═════ EXCERPT
Takeaways:
We’re unveiling the next generation of the Segment Anything collection of models, advancing image, and video understanding. Segment Anything Model 3 (SAM 3) introduces some of our most highly requested features like text and exemplar prompts — enabling detection, segmentation, and tracking of any visual concept across images and video. We also want to make it easier for more people to use our models. As part of this release, we’re debuting the Segment Anything Playground, the simplest way for anyone to experiment with applying our state-of-the-art models to media modification.
Today, we’re releasing the SAM 3 model weights, a demo on Segment Anything Playground, and a research paper that details how we built SAM 3. Additionally, we’re sharing the Segment Anything with Concepts (SA-Co) evaluation dataset to serve as a new benchmark for the community. Separately, we’re sharing SAM 3D, which includes a model for object and scene reconstruction and another for human pose and shape estimation. More information about this release can be found in our SAM 3D blog post.
══════════
═════ DATA IN THIS EXERCISE
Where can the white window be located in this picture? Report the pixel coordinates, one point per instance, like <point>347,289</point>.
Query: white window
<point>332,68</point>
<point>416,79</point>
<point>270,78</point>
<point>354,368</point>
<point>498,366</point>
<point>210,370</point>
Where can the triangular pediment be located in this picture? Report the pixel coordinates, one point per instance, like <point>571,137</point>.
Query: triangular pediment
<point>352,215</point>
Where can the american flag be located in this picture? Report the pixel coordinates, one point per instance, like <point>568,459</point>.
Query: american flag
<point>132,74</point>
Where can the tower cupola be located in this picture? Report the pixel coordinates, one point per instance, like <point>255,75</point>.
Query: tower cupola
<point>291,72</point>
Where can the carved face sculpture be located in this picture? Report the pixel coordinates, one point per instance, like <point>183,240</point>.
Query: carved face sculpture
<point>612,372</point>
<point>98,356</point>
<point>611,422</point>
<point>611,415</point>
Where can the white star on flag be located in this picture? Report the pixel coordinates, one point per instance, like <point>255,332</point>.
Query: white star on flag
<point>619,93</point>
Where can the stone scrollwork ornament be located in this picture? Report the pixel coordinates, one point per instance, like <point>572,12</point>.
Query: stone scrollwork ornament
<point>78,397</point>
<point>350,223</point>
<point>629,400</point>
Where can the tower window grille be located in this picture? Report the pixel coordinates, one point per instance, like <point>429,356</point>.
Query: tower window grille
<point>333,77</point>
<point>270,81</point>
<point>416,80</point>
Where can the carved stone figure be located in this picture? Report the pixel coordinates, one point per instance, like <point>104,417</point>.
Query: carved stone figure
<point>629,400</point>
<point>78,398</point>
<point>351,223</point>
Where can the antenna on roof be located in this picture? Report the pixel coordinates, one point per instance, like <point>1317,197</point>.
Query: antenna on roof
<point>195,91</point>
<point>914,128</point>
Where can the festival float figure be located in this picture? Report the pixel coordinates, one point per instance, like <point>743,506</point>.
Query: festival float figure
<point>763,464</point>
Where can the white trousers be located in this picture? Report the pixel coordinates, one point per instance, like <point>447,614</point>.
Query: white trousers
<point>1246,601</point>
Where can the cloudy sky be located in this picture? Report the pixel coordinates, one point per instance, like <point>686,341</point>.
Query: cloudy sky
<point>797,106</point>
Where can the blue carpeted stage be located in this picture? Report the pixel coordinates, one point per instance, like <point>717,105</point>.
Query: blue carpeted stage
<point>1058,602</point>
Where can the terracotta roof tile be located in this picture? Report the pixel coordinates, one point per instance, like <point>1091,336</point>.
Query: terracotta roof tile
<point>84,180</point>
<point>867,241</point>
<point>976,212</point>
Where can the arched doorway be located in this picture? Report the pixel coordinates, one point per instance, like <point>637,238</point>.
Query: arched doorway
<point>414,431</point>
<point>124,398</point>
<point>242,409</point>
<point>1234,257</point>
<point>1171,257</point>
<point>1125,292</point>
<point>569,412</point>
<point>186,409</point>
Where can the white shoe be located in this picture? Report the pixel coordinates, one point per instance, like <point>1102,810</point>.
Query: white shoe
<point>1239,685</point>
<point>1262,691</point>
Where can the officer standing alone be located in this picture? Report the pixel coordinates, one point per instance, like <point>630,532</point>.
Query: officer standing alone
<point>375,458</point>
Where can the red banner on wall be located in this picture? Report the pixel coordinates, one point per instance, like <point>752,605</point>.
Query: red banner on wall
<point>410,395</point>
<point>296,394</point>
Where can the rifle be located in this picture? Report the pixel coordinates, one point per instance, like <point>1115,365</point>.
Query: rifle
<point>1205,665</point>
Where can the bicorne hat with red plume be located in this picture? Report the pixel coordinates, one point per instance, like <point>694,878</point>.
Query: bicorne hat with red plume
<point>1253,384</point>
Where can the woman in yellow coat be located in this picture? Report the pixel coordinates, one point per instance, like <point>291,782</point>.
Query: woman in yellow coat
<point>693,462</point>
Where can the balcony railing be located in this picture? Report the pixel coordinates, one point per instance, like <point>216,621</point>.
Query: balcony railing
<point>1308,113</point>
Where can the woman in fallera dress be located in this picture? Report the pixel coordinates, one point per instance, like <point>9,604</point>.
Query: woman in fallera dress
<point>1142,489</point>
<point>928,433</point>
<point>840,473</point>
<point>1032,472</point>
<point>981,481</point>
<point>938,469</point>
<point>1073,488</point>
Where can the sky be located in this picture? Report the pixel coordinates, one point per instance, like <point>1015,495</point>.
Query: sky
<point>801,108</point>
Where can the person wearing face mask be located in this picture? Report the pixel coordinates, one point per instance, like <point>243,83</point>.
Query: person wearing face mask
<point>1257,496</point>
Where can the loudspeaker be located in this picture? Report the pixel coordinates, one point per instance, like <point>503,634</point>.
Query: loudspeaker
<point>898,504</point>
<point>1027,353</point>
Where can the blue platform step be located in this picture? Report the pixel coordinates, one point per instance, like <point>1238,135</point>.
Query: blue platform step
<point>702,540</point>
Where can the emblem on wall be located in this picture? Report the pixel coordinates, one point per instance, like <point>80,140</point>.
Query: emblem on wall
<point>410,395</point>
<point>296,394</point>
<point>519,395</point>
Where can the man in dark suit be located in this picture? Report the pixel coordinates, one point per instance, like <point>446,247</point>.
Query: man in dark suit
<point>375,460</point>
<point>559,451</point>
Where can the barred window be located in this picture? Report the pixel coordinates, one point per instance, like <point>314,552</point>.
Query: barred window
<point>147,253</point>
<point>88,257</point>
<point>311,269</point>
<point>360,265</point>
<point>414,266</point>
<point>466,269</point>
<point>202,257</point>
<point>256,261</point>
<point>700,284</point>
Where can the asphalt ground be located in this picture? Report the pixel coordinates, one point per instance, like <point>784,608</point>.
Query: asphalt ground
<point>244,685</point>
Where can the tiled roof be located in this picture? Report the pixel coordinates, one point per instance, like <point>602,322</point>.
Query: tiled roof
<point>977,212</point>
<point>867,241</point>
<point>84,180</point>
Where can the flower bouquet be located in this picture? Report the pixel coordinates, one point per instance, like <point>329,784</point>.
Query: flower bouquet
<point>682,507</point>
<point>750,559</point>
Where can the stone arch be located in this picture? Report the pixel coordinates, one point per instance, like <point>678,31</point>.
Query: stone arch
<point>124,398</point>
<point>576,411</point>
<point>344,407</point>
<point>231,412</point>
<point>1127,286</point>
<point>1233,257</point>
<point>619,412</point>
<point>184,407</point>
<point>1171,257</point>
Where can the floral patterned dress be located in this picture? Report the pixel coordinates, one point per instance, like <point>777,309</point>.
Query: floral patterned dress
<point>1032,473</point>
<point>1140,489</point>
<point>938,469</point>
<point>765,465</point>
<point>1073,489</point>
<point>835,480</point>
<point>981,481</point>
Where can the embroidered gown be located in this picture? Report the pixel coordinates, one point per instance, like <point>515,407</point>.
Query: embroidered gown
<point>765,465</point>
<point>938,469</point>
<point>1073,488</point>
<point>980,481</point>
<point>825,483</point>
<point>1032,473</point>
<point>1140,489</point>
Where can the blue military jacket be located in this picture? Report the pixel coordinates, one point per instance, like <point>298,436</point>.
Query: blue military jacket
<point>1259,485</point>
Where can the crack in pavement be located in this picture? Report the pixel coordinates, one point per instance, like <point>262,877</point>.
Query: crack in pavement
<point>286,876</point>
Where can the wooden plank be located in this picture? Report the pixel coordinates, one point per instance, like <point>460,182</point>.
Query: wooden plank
══════════
→ **DIRECTIVES**
A - Count the lines of the entries that contain the string "emblem". What number do you get? Reply with the number alone.
B - Could you carry on the SAM 3 announcement, starting right after its final sentence?
The SAM 3 announcement and the entries have no connection to each other.

→ **RESULTS**
A - 2

B -
At Meta, we’re using these advancements to help build the next generation of creative media tools. SAM 3 and SAM 3D are being used to enable the new View in Room feature on Facebook Marketplace, helping people visualize the style and fit of home decor items, like a lamp or a table, in their spaces before purchasing. New creation experiences enabled by SAM 3 will be coming to Vibes on the Meta AI app and meta.ai on the web, where people can use AI visual creation tools and remix existing AI-generated videos. We’ll also soon be introducing new effects on our Edits app that use SAM 3. Creators can apply dynamic effects to people or objects in their videos — simplifying a complex editing workflow to just one tap.
Introducing Meta Segment Anything Model 3
Linking language to specific visual elements in images or videos is a major challenge in computer vision. Traditional models often focus on object segmentation with a fixed set of text labels, restricting their ability to address the full spectrum of user requests, which frequently involve segmenting concepts not present in predefined lists. This means that existing models can segment frequent concepts like “person,” but struggle with more nuanced concepts like “the striped red umbrella”.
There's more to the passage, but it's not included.